** SELECTED TEXT **

********

Milka KosticProgram Director, Chemical Biology, Dana-Farber Cancer Institute

Can you describe your career path and how it has led to your current work?

I graduated from Brandeis in 2004 with a Ph.D. degree in chemistry. At that point, I was interested in expanding my research skills further, so I joined the laboratory of Professors Peter Wright and Jane Dyson at The Scripps Research Institute in La Jolla, California for my postdoctoral studies. After three years of conducting research in basic biomedical sciences, I decided to leave the bench and apply my scientific knowledge and interest in communicating scientific insights and ideas to a career of a scientific editor. I became the Editor of two journals (Structure and Cell Chemical Biology) and served in that capacity for a decade. My most recent career transformation happened when I realized that I wanted to go back to academia and apply a diverse set of skills in science, relationship building, business development, strategic planning, communication, marketing and market research to guide a new academic program in one of my favorite scientific disciplines, chemical biology.

What services and/or resources did you use while at Brandeis for your career search? (i.e. The Center for Career and Professional Development, program administrators, professors, peers etc.)

Brandeis was a wonderful community to be a part of! My PhD advisor, Prof. Tom Pochapsky and the Director of the NMR facility, Dr. Sue Pochapsky, played a major role in my training and I am grateful for their continued support. My Ph.D. thesis committee members Prof. Dorothee Kern and Prof. Judith Hertzfeld were also helpful, and continued to be so on many occasions after I left Brandeis. As an international student, I received a lot of help from The International Students and Scholars Office (ISSO). All of the admins in the Department of Chemistry were helpful with my career development.

What skills from your Brandeis degree have you found most valuable in your current work?

********

** EXTRACTED ENTRIES **
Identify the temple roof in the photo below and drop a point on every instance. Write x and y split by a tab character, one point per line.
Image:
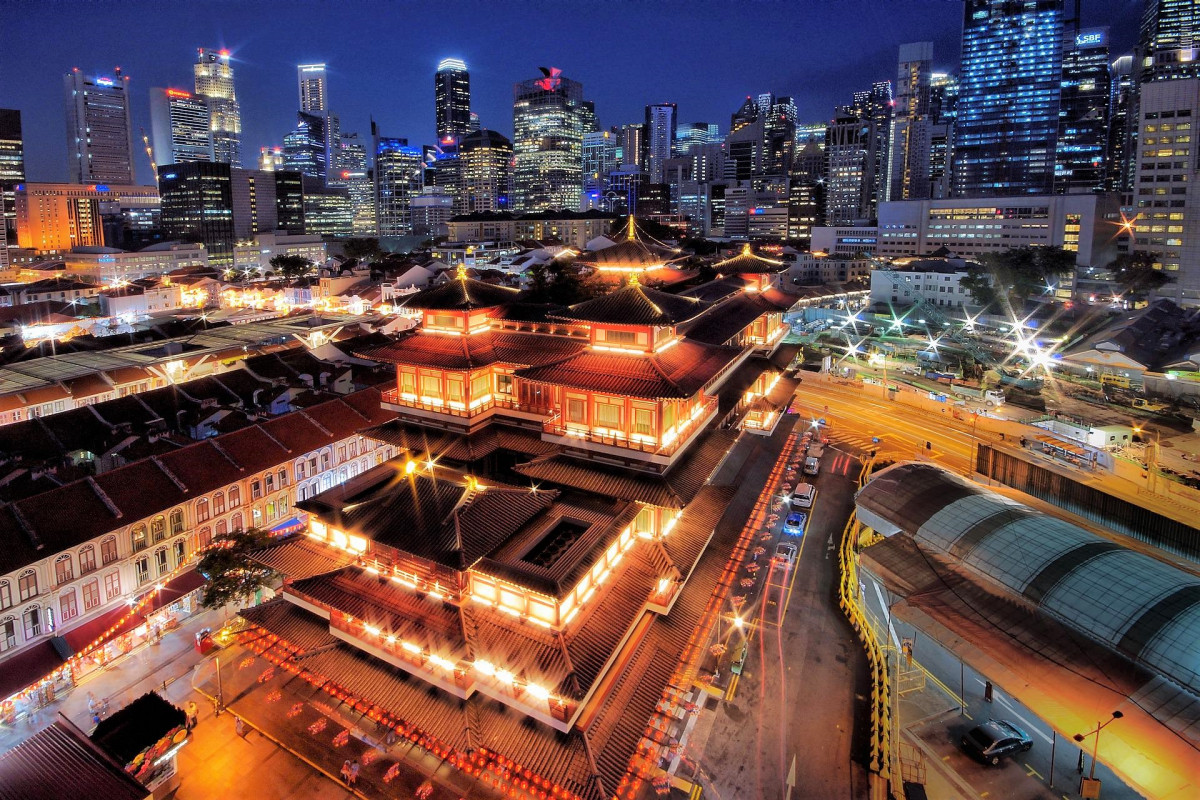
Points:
748	262
449	352
634	305
461	294
675	373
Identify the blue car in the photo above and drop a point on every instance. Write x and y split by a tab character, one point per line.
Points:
795	523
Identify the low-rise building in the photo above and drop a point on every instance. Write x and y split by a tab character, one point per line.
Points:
78	557
1085	223
937	281
111	265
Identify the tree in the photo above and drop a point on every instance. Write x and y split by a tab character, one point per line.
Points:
233	576
292	266
1011	277
1137	275
364	248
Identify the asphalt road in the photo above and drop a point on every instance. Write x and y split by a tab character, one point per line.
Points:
1027	775
803	686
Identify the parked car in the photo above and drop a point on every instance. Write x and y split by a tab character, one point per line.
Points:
795	523
786	553
996	739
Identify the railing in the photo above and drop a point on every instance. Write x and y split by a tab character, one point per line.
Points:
556	426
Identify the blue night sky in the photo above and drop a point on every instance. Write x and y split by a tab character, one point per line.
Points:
706	56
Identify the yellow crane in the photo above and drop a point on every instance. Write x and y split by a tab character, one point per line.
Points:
154	167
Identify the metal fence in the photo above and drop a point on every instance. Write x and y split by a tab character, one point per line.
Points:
1090	503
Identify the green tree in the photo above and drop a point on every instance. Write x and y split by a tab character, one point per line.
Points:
292	266
1011	277
363	248
1137	275
233	576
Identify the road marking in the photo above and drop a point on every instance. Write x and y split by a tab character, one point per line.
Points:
883	607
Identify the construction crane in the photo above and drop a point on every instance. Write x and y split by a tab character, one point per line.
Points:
154	167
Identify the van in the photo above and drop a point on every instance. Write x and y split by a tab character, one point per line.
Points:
803	495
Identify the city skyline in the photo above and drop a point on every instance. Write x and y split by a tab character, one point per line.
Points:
612	68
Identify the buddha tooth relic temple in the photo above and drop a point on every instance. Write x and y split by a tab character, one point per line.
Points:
517	590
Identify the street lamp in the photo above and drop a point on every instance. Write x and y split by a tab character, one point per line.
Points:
1096	745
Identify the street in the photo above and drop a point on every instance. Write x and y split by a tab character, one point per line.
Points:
803	687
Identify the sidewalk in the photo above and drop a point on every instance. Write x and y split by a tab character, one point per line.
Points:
148	667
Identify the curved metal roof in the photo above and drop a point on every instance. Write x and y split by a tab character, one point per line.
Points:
1139	606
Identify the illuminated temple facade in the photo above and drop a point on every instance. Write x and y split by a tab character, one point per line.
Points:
520	583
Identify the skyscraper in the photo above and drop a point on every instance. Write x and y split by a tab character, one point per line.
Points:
486	172
451	98
660	132
1080	164
547	144
1122	157
180	127
1168	41
12	170
214	83
399	174
1008	104
305	146
313	97
909	158
100	132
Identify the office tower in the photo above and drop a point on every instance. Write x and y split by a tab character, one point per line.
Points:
305	148
689	133
270	158
486	172
217	205
12	172
633	145
943	97
399	174
1080	163
599	160
180	126
779	136
1122	157
313	90
660	132
100	132
909	157
214	83
1167	196
451	98
327	209
547	142
745	115
1168	41
1008	103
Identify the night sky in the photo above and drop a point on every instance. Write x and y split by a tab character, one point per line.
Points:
706	56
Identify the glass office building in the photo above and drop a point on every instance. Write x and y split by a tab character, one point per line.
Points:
1008	104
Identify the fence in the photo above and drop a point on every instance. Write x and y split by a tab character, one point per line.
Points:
1090	503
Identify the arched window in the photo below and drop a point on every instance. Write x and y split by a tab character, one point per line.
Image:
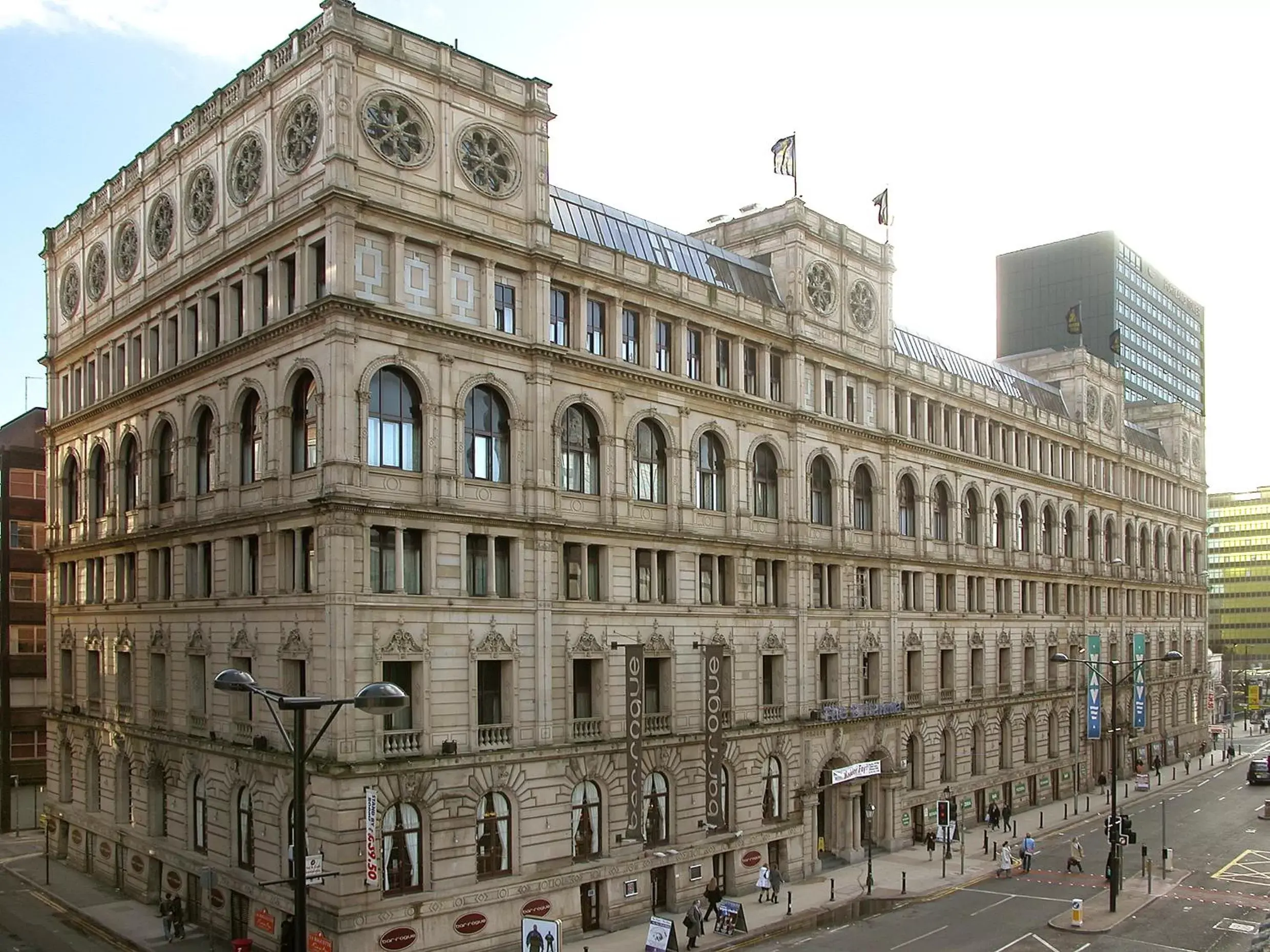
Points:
907	507
131	464
766	484
649	462
205	452
580	451
774	790
403	850
712	483
250	440
657	823
586	820
861	499
165	470
1000	521
970	518
393	422
67	775
494	836
245	831
199	813
304	423
821	492
70	490
97	483
122	790
940	513
487	436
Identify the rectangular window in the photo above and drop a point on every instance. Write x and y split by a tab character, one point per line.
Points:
558	332
692	358
662	347
723	362
630	335
596	328
504	309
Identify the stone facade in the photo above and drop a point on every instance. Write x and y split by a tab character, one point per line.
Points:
351	400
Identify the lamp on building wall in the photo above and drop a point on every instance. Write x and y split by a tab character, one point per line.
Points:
374	699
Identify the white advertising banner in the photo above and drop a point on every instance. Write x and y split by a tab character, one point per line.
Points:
372	851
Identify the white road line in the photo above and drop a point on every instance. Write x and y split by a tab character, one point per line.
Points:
924	937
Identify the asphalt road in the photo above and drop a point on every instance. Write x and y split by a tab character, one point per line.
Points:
1212	827
28	923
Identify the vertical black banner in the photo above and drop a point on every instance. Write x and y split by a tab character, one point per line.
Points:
634	695
715	805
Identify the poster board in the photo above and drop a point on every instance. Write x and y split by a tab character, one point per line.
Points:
540	935
731	918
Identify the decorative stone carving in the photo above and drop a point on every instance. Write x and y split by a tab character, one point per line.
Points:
488	160
128	247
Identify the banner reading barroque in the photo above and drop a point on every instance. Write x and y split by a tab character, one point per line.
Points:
634	695
714	738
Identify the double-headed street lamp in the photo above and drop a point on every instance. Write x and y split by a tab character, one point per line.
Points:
1115	678
379	697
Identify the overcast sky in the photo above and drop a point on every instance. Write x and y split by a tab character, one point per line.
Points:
996	126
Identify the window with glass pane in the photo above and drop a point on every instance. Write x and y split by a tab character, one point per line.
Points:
252	440
630	335
821	492
710	474
304	424
394	422
487	433
504	309
649	462
580	452
558	332
596	328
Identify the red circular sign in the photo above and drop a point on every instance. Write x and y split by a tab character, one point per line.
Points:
400	937
536	908
470	923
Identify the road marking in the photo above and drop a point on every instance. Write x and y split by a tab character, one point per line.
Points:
922	937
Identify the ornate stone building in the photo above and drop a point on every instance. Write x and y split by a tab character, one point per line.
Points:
346	390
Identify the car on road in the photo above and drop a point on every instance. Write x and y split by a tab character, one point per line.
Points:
1259	772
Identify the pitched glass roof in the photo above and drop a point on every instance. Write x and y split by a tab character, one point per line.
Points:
988	375
601	225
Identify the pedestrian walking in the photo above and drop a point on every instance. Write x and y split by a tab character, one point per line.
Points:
765	882
713	895
165	914
1077	856
1029	852
1005	862
692	922
778	879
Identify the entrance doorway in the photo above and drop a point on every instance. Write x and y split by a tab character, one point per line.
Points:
589	895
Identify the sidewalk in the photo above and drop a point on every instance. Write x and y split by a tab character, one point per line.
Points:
834	898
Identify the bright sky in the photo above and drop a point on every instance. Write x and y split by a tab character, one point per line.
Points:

********

** EXERCISE INSTRUCTIONS **
• A. In the interview with Milka Kostic, which two journals did she serve as Editor of?
• B. Extend the Milka Kostic interview from its last line onward.

** RESPONSES BY ITEM NUMBER **
• A. Structure and Cell Chemical Biology.

• B.
Being a part of Brandeis Life Sciences opened me up to a broad range of topics beyond chemistry, and paved the way towards chemical biology and structural biology, two areas of my current interest and focus. Additionally, as a graduate student in chemistry I was allowed to take a class in the Physics Department, and even audited a molecular biology class. I took advantage of many seminars across science departments and enjoyed learning and appreciating topics beyond chemistry. It made me a firm believer in scientific collaboration and the importance of cross-pollination of scientific ideas, and interdisciplinary research. I still bring this mindset to my current role!

What advice do you have for current students as they embark on their job search?

Be honest with yourself about what it is that you are passionate about. Knowing yourself well will direct a career path that fits you and is likely to lead to satisfaction. It also helps to network and get to know people that already have jobs you are interested in. They can be a resource for you, not only in terms of finding a job, but also in terms of getting relevant information that will help you better understand role expectations. Lastly, you may not always be so lucky to start at exactly the right type of role that checks off all your requirements, but every position is an opportunity to learn and grow and acquire expertise to take with you on your next career move.